Which lines in the rows below contain the string "coiled"? Show every such line in full, with matching that is case-sensitive.

Data supplied:
============================================================

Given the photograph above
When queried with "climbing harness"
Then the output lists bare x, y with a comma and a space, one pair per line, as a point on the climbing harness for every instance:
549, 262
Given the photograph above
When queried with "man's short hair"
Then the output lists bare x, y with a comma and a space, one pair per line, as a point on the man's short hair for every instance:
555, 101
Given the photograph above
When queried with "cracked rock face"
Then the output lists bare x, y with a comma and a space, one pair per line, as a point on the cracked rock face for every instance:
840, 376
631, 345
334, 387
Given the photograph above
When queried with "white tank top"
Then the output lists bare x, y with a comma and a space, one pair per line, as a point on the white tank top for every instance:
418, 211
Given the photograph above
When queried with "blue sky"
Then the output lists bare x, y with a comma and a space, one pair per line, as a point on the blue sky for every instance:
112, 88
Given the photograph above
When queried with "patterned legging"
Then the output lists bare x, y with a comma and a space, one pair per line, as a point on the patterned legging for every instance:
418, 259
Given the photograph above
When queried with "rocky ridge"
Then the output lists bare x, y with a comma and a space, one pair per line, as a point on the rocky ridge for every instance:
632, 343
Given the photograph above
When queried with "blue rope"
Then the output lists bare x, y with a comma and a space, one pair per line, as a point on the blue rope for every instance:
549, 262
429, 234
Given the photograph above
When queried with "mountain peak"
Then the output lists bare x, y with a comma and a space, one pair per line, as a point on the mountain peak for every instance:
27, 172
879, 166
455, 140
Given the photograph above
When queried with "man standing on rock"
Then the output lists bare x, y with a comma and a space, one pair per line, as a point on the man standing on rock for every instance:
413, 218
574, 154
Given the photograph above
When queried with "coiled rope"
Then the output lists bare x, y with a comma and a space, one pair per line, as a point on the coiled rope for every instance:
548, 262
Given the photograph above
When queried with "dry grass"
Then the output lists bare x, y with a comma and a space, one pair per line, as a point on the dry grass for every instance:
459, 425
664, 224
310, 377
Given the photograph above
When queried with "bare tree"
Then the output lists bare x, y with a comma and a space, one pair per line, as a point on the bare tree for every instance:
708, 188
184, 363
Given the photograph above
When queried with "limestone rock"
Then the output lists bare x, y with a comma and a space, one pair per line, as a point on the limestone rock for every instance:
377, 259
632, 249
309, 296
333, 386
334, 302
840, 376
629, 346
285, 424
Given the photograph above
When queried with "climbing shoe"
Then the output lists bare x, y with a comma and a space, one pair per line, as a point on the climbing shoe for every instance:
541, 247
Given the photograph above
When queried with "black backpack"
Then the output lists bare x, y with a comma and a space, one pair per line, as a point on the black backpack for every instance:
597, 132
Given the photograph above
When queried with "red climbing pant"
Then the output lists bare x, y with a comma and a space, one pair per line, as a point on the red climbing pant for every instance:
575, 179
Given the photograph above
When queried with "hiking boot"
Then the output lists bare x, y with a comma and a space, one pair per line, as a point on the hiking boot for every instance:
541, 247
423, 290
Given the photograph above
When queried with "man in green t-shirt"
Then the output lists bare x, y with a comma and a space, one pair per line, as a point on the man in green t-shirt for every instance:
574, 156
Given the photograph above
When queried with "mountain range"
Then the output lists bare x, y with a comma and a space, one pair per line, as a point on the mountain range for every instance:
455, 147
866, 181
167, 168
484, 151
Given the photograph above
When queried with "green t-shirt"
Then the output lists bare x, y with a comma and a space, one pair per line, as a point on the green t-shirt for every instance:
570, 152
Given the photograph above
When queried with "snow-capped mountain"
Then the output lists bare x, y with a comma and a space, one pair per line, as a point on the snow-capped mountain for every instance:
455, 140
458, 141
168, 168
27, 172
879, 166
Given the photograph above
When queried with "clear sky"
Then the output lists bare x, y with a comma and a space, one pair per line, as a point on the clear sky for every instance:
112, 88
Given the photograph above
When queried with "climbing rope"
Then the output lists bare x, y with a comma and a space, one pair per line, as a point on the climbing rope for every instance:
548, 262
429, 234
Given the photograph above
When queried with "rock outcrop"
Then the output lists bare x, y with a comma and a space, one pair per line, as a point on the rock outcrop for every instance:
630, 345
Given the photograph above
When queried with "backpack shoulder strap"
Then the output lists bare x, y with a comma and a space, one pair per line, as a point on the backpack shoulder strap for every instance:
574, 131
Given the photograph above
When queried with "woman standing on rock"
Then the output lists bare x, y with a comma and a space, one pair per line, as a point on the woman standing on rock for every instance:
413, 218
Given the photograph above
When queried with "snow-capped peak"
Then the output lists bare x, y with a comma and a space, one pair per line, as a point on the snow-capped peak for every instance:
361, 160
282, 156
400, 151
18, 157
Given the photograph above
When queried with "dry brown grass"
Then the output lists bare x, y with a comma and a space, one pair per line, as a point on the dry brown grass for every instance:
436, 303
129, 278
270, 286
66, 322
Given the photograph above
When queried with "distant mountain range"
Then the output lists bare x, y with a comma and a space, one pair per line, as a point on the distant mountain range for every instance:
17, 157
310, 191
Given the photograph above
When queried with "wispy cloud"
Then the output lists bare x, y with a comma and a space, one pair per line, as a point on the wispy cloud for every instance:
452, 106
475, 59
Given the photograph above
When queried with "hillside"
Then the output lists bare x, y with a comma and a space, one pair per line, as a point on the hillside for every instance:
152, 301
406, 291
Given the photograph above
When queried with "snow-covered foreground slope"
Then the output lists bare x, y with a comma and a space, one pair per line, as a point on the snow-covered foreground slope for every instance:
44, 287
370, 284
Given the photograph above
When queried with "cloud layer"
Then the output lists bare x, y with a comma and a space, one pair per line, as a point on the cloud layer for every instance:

============================================================

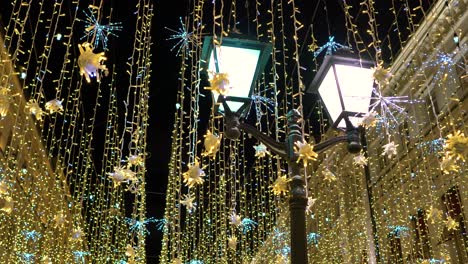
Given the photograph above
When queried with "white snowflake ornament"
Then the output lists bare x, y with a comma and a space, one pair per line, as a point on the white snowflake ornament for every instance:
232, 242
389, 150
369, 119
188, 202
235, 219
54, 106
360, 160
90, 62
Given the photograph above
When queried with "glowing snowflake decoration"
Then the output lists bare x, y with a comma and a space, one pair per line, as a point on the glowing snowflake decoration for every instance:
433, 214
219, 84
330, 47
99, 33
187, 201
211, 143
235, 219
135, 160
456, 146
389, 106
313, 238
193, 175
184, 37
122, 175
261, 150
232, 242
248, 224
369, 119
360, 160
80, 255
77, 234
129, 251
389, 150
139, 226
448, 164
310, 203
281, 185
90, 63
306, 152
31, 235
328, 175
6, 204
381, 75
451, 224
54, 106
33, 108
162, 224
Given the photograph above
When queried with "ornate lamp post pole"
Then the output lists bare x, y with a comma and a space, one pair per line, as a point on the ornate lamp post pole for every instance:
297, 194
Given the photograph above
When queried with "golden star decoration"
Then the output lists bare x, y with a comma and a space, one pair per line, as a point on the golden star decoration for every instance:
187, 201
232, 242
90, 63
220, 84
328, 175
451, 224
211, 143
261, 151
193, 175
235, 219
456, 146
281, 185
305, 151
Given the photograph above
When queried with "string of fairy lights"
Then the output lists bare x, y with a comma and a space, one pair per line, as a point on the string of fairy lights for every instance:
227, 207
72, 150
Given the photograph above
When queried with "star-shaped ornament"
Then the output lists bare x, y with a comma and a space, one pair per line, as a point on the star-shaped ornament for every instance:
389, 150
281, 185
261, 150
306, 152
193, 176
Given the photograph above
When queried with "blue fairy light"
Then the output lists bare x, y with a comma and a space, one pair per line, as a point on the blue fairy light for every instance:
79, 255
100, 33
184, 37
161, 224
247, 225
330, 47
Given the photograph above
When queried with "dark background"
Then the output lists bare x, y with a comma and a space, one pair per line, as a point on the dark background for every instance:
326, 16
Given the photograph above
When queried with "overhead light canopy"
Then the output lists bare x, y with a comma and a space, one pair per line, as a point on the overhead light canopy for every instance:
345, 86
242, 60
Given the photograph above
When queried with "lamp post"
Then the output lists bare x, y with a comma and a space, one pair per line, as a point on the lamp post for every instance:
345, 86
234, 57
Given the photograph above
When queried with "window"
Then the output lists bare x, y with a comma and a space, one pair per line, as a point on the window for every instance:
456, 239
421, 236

============================================================

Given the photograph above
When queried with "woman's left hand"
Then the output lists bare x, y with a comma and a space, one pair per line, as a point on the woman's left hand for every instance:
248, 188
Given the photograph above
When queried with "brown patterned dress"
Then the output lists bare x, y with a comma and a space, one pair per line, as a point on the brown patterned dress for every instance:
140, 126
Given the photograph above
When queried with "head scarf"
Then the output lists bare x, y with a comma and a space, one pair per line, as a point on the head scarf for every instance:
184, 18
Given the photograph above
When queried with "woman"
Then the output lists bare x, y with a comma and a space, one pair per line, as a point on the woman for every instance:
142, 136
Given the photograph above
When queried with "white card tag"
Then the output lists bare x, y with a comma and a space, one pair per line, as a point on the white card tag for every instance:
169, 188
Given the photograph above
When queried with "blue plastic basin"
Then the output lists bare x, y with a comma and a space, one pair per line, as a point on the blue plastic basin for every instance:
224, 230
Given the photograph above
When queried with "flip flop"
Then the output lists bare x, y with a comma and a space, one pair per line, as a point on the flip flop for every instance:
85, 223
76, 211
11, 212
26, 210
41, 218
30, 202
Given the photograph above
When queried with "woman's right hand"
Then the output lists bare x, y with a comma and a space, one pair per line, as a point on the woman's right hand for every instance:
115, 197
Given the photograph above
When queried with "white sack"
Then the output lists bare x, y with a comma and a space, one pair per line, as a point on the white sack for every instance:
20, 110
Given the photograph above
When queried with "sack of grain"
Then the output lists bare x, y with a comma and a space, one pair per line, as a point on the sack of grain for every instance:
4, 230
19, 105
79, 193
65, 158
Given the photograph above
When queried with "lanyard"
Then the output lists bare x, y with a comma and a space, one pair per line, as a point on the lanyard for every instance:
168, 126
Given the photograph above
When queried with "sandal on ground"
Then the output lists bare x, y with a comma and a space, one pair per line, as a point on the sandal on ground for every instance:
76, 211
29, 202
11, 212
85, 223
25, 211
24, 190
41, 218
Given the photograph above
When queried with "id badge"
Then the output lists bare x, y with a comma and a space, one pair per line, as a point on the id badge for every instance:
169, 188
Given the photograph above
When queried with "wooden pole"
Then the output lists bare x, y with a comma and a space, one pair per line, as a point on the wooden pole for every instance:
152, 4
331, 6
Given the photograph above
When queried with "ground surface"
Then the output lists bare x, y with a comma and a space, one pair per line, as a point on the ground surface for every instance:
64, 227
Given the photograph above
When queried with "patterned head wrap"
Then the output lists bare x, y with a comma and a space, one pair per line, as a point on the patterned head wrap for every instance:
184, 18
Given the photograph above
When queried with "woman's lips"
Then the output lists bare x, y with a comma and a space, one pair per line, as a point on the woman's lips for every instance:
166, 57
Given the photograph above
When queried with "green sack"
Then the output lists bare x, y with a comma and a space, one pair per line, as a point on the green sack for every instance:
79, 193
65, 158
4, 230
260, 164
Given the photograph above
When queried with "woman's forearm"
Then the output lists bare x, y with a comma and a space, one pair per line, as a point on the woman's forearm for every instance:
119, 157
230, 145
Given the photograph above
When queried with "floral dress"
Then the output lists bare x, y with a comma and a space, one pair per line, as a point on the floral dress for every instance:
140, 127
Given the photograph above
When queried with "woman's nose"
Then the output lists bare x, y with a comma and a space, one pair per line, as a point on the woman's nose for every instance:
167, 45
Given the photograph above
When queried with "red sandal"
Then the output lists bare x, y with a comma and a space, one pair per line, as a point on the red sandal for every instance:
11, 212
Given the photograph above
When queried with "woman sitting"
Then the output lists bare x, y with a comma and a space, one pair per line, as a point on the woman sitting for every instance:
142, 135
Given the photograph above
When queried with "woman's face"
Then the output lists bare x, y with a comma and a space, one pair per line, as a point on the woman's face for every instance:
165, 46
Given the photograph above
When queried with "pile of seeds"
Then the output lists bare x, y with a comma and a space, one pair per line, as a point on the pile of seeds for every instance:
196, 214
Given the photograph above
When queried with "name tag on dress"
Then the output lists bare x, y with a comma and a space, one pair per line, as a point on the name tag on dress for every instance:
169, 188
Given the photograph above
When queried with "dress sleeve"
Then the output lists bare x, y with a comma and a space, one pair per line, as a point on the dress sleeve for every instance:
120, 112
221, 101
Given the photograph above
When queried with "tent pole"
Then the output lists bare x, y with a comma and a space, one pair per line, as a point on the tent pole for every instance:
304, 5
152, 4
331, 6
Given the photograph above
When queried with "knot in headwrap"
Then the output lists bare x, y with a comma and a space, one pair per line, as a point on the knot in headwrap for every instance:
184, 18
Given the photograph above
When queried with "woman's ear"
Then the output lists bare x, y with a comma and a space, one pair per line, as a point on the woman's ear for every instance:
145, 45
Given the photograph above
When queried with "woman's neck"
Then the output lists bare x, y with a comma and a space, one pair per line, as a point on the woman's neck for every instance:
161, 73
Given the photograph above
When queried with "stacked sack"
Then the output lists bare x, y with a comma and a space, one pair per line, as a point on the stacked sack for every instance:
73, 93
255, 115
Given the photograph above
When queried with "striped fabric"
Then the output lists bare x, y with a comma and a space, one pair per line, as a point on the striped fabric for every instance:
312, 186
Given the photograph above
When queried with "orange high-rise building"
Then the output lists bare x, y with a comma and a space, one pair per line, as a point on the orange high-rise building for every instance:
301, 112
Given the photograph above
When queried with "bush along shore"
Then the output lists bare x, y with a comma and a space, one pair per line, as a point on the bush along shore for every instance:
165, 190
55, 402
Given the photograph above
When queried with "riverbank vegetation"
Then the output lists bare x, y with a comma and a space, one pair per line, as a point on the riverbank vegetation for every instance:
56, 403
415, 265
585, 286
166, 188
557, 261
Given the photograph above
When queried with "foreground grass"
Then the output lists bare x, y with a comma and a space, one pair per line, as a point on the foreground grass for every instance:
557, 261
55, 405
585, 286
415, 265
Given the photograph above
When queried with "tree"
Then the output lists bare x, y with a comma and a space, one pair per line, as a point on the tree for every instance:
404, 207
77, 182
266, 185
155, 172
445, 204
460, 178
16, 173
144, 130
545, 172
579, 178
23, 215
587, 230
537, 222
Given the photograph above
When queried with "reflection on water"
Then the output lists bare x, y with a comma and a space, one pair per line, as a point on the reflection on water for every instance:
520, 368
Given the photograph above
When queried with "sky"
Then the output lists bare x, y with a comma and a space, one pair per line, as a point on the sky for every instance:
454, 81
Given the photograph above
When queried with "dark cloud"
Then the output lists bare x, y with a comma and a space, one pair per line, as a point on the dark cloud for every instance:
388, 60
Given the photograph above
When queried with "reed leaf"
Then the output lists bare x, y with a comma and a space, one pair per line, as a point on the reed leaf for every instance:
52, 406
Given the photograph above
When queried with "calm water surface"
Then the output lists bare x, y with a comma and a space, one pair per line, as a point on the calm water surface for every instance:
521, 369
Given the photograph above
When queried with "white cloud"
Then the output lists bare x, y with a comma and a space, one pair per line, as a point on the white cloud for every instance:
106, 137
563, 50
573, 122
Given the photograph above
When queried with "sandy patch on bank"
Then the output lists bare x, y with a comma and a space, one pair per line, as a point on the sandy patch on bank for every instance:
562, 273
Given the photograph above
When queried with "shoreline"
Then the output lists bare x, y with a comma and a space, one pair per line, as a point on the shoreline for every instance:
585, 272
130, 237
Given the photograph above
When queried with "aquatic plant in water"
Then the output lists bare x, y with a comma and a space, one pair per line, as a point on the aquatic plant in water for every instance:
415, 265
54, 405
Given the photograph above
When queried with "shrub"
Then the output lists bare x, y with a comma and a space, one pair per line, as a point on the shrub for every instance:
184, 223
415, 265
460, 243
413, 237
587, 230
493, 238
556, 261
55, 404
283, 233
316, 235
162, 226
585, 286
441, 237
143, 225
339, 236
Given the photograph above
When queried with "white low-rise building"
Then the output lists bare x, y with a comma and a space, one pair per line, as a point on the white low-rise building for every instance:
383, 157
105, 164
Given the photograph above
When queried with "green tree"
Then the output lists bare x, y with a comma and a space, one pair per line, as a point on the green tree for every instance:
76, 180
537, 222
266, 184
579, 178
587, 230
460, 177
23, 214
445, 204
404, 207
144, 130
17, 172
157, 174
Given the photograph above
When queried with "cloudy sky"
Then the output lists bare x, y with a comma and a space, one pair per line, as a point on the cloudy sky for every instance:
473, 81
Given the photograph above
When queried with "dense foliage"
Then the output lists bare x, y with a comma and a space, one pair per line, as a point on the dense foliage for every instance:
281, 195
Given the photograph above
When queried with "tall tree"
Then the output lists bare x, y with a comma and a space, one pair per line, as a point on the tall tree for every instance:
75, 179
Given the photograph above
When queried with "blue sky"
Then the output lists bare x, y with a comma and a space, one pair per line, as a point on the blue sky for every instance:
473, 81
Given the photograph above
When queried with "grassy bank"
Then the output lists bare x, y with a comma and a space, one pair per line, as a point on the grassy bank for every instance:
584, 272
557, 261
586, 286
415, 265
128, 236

============================================================

Response to this task:
When queried with "coiled rope"
Then the output lists bare x, y with a comma and a space, one pair per line, as a point on the coiled rope for every instance:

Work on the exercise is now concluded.